▸ EXCERPTED TEXT:
■ ■ ■ ■ ■ ■ ■

Myths, Legends, and the Search for Truth 

Myths and legends are dilemmas that public historians deal with on an almost daily basis. They are especially troublesome when it comes to the American Civil War and the Battle of Franklin. Here are just some that those of us in Franklin hear regularly. They are followed by some comments about facts and evidence as we continue to adhere to the philosophy that the truth is what matters most.

First, some myths about slavery:

Mississippi Secession Ordinance, January 9, 1861

Mississippi Secession Ordinance, January 9, 1861

The Civil War really wasn’t “about slavery.” 
This is probably the most pervasive myth. The truth is that the United States had struggled with the issue of slavery since its founding.  It was the primary political issue that tore the country apart over time and it led directly to Abraham Lincoln’s election and then secession. Those events in turn led to war.

Most Confederate soldiers did not own slaves.
This is true, but single digit percentages are often used to reinforce this myth. The truth is that closer to 20-25% of all Southern soldiers either owned slaves or their fathers did. Some studies have concluded the number was well over 30%.

Slavery was dying before the Civil War.
This is entirely unfounded by the facts. The slave population increased by 25% just in the decade before the war and the economic expansion of that era showed no signs of slowing down.

Slavery has always existed and it still does.
While true, American slavery, which was based solely on race, was perhaps the most unique form of slavery in the history of the world.

Slavery was exclusive to the South.
By 1860 slavery existed as a virtually exclusive Southern institution, but slavery was an American problem and condition. Northern interests certainly benefited from slavery and the labor markets in the North were almost exclusively white.

The North fought the war to end slavery.

■ ■ ■ ■ ■ ■ ■

▸ DATA:
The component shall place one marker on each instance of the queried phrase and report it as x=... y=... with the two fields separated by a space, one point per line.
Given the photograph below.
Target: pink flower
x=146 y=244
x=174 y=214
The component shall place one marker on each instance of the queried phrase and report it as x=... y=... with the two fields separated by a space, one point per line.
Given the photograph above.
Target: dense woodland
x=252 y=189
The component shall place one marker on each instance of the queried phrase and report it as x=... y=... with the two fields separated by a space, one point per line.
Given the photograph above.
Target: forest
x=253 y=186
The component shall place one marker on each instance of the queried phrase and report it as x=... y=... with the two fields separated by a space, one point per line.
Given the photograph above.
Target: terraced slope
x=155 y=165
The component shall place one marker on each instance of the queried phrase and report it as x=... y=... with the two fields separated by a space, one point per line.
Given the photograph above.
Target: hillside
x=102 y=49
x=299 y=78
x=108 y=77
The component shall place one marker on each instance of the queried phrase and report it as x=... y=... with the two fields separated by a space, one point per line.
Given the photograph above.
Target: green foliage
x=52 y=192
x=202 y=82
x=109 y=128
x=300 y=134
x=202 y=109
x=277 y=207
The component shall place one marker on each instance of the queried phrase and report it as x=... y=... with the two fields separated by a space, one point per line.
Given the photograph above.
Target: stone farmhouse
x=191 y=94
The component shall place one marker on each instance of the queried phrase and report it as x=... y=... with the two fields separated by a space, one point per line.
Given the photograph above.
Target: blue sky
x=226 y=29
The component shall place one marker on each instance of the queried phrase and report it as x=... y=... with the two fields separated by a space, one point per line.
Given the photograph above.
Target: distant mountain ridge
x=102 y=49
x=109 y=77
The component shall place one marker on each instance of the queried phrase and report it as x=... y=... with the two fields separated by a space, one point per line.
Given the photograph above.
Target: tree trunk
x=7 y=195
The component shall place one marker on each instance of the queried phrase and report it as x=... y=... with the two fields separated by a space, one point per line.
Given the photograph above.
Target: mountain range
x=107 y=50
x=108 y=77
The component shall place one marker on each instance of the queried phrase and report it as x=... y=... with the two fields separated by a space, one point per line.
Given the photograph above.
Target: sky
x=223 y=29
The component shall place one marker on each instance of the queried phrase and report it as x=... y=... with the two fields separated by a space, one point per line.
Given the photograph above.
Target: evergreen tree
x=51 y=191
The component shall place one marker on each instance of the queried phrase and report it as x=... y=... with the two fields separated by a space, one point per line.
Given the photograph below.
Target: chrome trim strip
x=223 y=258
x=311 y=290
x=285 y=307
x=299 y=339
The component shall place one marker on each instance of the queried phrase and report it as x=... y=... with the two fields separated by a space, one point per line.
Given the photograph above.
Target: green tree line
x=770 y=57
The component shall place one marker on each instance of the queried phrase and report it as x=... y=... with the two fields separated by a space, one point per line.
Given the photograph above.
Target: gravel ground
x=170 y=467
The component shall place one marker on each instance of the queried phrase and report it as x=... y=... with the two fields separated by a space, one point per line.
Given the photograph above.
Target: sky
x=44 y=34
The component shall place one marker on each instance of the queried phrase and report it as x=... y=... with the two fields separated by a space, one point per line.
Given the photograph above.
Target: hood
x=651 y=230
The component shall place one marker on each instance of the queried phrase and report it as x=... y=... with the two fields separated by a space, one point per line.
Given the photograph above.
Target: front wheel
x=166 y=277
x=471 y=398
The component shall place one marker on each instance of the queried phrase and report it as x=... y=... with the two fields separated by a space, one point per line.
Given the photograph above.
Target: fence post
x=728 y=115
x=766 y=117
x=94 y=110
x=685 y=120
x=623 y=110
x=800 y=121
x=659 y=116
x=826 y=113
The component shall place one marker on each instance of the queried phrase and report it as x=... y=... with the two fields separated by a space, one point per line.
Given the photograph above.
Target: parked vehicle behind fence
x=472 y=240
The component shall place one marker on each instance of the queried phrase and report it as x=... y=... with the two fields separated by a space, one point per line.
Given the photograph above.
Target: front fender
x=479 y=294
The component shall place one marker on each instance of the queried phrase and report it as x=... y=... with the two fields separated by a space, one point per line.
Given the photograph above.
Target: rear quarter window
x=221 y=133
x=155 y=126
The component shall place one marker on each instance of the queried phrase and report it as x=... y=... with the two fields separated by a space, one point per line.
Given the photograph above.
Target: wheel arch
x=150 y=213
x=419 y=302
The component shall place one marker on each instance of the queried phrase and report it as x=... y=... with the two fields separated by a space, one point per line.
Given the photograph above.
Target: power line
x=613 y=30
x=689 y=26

■ ■ ■ ■ ■ ■ ■

▸ YOUR OBJECTIVE: Continue the piece on Civil War myths and the Battle of Franklin, starting right after its final line, "The North fought the war to end slavery."

▸ THE ANSWER:
This is only true after the war started. Initially, it was President Lincoln’s intent to preserve the Union. Had Northern forces won the war in its first 18-24 months it is likely the Union would have been preserved with slavery intact. But by January 1, 1863, with the release of the Emancipation Proclamation, the North’s military focus become dual. By the second half of the war it had turned into a struggle to preserve the United States and to end slavery.

My paramount object in this struggle is to save the Union, and is not either to save or to destroy slavery. If I could save the Union without freeing any slave I would do it, and if I could save it by freeing all the slaves I would do it; and if I could save it by freeing some and leaving others alone I would also do that.
— Abraham Lincoln to Horace Greeley, editor of the New York Tribune, in a letter dated August 22, 1862
Four score and seven years ago our fathers brought forth on this continent, a new nation, conceived in Liberty, and dedicated to the proposition that all men are created equal.
— Abraham Lincoln, Gettysburg Address, November 19, 1863

John Bell Hood (Library of Congress)

John Bell Hood (Library of Congress)

Next, some myths about the Battle of Franklin:

Confederate commander John Bell Hood was addicted to laudanum.
This myth was deeply entrenched for many years, but its effects have lessened over the years. There is no evidence, and never has been, to support this very personal accusation.

Carter House was a hospital after the Battle of Franklin.
While there were wounded men brought into the house after the battle had ended, most were moved to other locations in town.